## Your goal
Below are some records; quote exactly the lines from the one that contains "Quickstart: pass the photo below" through the one that contains "tree, one line per instance.", inclusive, and no others.

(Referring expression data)
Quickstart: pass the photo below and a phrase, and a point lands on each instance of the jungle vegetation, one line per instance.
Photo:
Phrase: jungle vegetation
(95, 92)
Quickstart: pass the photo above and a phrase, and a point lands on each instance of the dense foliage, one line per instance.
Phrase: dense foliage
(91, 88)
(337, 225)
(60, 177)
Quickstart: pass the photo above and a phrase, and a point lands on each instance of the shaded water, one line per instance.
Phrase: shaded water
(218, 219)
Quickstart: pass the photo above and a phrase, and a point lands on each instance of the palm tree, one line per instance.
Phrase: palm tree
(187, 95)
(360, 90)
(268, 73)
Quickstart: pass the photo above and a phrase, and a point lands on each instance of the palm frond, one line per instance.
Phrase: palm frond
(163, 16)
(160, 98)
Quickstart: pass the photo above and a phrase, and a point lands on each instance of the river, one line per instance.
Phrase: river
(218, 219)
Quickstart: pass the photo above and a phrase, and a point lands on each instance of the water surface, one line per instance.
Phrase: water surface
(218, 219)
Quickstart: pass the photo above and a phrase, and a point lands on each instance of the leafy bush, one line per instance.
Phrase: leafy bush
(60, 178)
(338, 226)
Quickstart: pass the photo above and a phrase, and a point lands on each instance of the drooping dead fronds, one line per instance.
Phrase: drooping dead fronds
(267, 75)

...

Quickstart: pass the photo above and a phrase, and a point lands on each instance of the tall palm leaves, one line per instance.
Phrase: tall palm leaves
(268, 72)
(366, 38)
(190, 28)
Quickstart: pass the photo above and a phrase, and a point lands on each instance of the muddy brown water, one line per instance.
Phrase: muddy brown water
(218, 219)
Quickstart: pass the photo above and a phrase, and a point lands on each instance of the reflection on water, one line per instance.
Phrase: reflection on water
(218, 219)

## Completed exercise
Quickstart: pass the photo below and a phrase, and a point lands on each instance of the jungle vegetation, one line per instance.
Photo:
Phrase: jungle vegetation
(95, 92)
Quickstart: pass the photo above and a phrase, and a point lands on each instance of the dense foliage, one line per instance.
Phrase: dense foliage
(91, 88)
(337, 225)
(60, 177)
Quickstart: pass the photo above and a phrase, and a point lands on each instance of the shaded water, one line per instance.
Phrase: shaded water
(218, 219)
Quickstart: pass the photo above and a phrase, and a point lands on each instance of the palm tree, one line per instance.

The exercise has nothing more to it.